- [Problemas a resolver]
1. Reproduza o trecho do texto sobre necrofilia política que vai de "O necrotério da" até "em praça pública.", inclusive.
2. Liste todos os verbos no infinitivo que aparecem no texto sobre necrofilia política.
3. Continue o texto sobre necrofilia política a partir do ponto em que ele termina.

- [Texto apresentado]
O necrotério da política
Há uma coisa pior do que matar o inimigo: é festejar a morte dele. E no Brasil, meus três ou quatro leitores, descobrimos esse filão de necrofilia política. Esquerda e direita – dois blocos que juram representar a civilização – regozijam-se com cada cadáver do adversário/inimigo que o acaso lhes entrega, de preferência em praça pública.

- [Material fornecido]

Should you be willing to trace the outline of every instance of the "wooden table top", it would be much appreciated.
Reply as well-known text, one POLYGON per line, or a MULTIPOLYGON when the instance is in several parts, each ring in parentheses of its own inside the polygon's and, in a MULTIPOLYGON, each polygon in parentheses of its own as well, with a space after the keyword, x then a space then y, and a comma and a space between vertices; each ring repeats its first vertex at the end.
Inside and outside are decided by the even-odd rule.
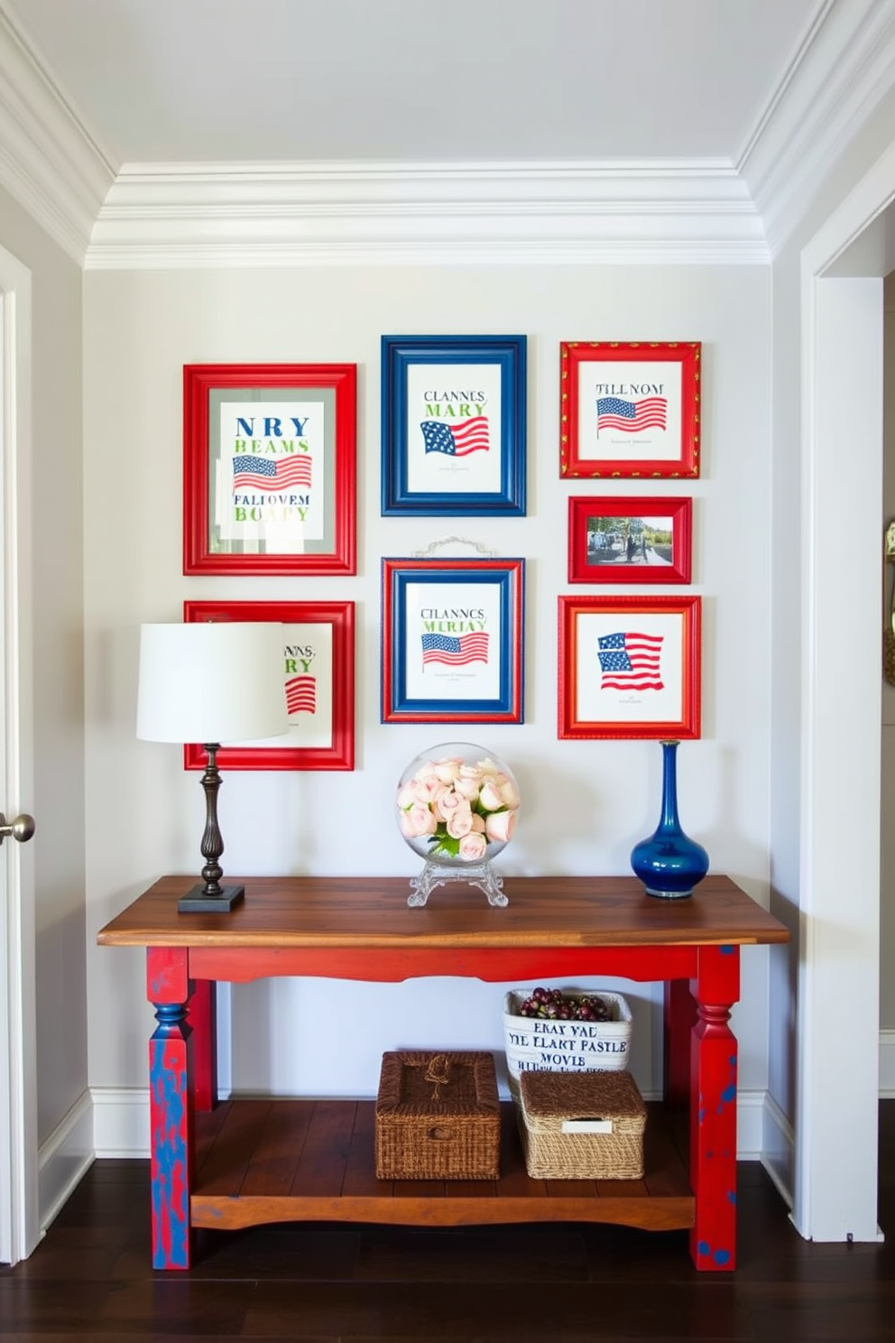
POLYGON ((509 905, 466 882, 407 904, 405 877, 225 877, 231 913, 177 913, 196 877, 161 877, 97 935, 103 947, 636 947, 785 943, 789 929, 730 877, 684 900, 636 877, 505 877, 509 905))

--

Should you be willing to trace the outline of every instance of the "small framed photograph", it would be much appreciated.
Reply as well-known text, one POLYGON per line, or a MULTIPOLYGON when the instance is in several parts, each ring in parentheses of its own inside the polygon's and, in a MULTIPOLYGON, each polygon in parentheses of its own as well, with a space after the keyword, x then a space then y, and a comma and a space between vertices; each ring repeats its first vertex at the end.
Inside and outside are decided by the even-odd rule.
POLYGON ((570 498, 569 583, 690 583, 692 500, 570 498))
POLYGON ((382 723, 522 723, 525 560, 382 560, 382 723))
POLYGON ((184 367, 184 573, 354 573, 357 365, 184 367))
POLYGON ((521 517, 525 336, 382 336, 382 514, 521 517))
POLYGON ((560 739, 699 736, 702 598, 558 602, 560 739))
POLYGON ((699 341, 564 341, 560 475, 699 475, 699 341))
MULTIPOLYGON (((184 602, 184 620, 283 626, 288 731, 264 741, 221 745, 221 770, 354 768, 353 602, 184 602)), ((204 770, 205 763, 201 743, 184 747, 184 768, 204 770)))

- [Respostas dos exercícios]
1.
O necrotério da política
Há uma coisa pior do que matar o inimigo: é festejar a morte dele. E no Brasil, meus três ou quatro leitores, descobrimos esse filão de necrofilia política. Esquerda e direita – dois blocos que juram representar a civilização – regozijam-se com cada cadáver do adversário/inimigo que o acaso lhes entrega, de preferência em praça pública.

2. matar, festejar, representar

3.
Vejamos o caso recente: Charlie Kirk, conservador americano, assassinado no campus de uma universidade dos Estados Unidos. No Brasil, um historiador e jornalista famoso, Eduardo Bueno (Peninha), não se conteve e abriu champanhe verbal e gargalhou como se estivesse diante da queda do 3º Reich. Cheguei a escrever sobre isso (https://historianosdetalhes.com.br/politica/amor-a-facas-e-balas/). Parte da esquerda aplaudiu discretamente, como quem esconde a garrafa de cachaça debaixo da cama. A direita, indignada, gritou “desumanidade!”, “canalhice!”, “cretinice!”. Mas é claro que, cinco minutinhos depois, essa mesma direita lembrou-se de quando festejou o câncer de Dilma, o câncer de Lula, o tiro que atravessou o corpo de Marielle Franco. É o necrotério em festa, cada ala bebendo sobre o caixão alheio.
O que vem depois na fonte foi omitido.